Quellenauszug:

◆ ◆ ◆ ◆ ◆ ◆ ◆

Noch nie wurden so wenige Schweizer KMU übernommen

In konkreten Zahlen zeigt sich bei den Inbound-Transaktionen ein deutlicher Rückgang (-54% vs. H1 2022), während die Outbound-Transaktionen im ersten Halbjahr 2023 ein Rekordniveau erreichten (+18% vs. H1 2022). Die Zahl der Transaktionen mit Schweizer Unternehmen als Kaufobjekt (62 inländische und eingehende Transaktionen) ist dagegen eine der niedrigsten seit Beginn der Messungen durch Deloitte im Jahr 2013. Dafür gibt es verschiedene Gründe, wie Anthony West, Partner und Leiter Corporate Finance Schweiz bei Deloitte, erklärt: «Derzeit zeigen ausländische Investoren weniger Interesse an Schweizer Zielen. Hiesige Unternehmer und Eigentümer zögern, ihre Unternehmen zu verkaufen. Die Schweizer KMU kompensieren dies jedoch durch eine verstärkte eigene Kaufaktivität im Ausland. Die wichtigsten Faktoren, die diese Entwicklungen beeinflussen, sind die Resilienz der Schweizer Wirtschaft und die Stärke des Schweizer Frankens.»

◆ ◆ ◆ ◆ ◆ ◆ ◆

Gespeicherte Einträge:
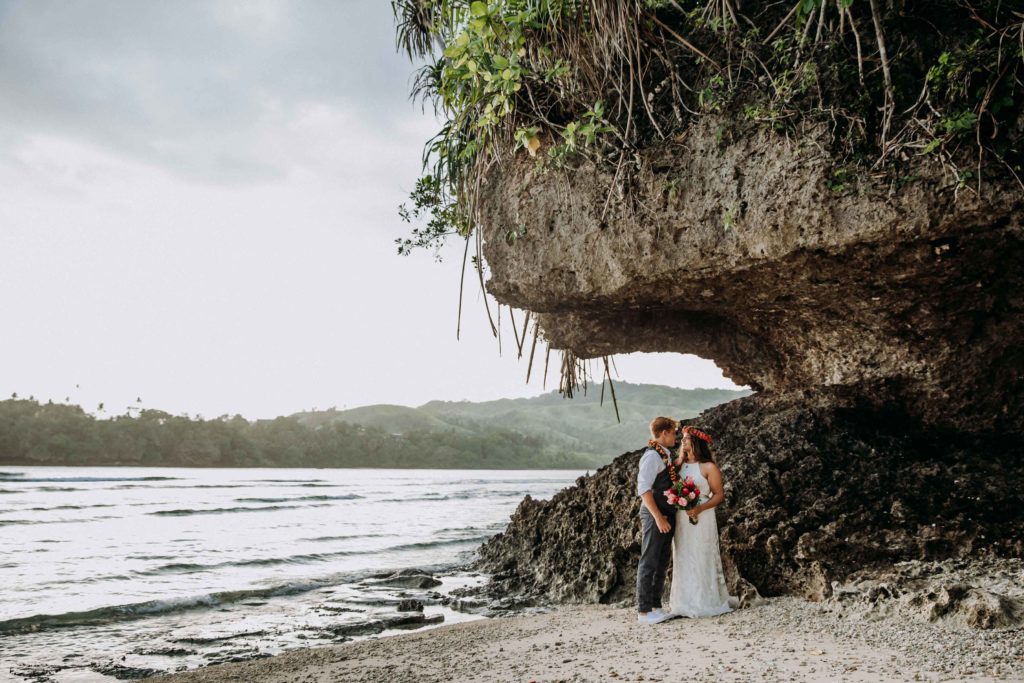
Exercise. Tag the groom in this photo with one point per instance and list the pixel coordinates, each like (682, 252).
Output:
(656, 519)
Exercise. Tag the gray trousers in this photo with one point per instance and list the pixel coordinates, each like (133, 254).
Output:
(655, 551)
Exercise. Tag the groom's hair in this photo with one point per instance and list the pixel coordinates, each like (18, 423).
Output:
(658, 425)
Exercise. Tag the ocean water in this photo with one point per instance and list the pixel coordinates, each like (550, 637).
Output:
(108, 572)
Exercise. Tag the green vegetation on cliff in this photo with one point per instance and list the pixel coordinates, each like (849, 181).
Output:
(541, 432)
(896, 85)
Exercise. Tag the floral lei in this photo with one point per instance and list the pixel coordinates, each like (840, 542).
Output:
(666, 457)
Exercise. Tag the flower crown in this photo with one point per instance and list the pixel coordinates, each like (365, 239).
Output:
(693, 431)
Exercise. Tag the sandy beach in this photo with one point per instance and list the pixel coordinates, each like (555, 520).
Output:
(784, 639)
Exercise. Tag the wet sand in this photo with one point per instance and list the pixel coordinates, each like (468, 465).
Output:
(784, 639)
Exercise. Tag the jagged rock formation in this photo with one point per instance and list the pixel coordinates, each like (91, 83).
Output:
(986, 594)
(819, 485)
(739, 251)
(882, 325)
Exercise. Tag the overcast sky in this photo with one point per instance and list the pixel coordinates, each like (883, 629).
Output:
(198, 207)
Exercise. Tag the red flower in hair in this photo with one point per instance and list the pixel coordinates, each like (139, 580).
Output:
(693, 431)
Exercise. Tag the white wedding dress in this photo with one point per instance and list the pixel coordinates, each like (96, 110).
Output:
(697, 579)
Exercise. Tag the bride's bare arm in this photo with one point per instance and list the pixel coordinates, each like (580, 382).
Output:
(714, 477)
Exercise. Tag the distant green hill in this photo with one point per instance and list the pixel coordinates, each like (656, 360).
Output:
(546, 431)
(581, 425)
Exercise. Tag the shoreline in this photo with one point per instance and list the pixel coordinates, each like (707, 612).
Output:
(779, 639)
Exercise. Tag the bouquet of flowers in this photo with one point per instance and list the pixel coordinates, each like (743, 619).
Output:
(684, 495)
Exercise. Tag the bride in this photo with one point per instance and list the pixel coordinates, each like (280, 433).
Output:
(697, 580)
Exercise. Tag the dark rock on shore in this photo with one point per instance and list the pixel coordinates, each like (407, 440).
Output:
(410, 605)
(413, 621)
(819, 484)
(981, 593)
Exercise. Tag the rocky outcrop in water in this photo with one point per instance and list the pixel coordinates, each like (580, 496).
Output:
(819, 485)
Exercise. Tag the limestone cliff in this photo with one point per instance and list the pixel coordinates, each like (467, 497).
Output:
(820, 485)
(740, 252)
(882, 326)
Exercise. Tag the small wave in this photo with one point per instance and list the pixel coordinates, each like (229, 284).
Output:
(219, 511)
(74, 507)
(11, 522)
(347, 497)
(103, 615)
(351, 536)
(466, 496)
(306, 558)
(19, 479)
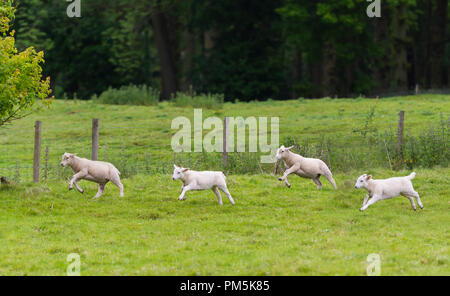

◆ ◆ ◆ ◆ ◆ ◆ ◆

Schreib bitte den Auszug zu den Übernahmen Schweizer KMU vollständig und wortgetreu ab.

Noch nie wurden so wenige Schweizer KMU übernommen

In konkreten Zahlen zeigt sich bei den Inbound-Transaktionen ein deutlicher Rückgang (-54% vs. H1 2022), während die Outbound-Transaktionen im ersten Halbjahr 2023 ein Rekordniveau erreichten (+18% vs. H1 2022). Die Zahl der Transaktionen mit Schweizer Unternehmen als Kaufobjekt (62 inländische und eingehende Transaktionen) ist dagegen eine der niedrigsten seit Beginn der Messungen durch Deloitte im Jahr 2013. Dafür gibt es verschiedene Gründe, wie Anthony West, Partner und Leiter Corporate Finance Schweiz bei Deloitte, erklärt: «Derzeit zeigen ausländische Investoren weniger Interesse an Schweizer Zielen. Hiesige Unternehmer und Eigentümer zögern, ihre Unternehmen zu verkaufen. Die Schweizer KMU kompensieren dies jedoch durch eine verstärkte eigene Kaufaktivität im Ausland. Die wichtigsten Faktoren, die diese Entwicklungen beeinflussen, sind die Resilienz der Schweizer Wirtschaft und die Stärke des Schweizer Frankens.»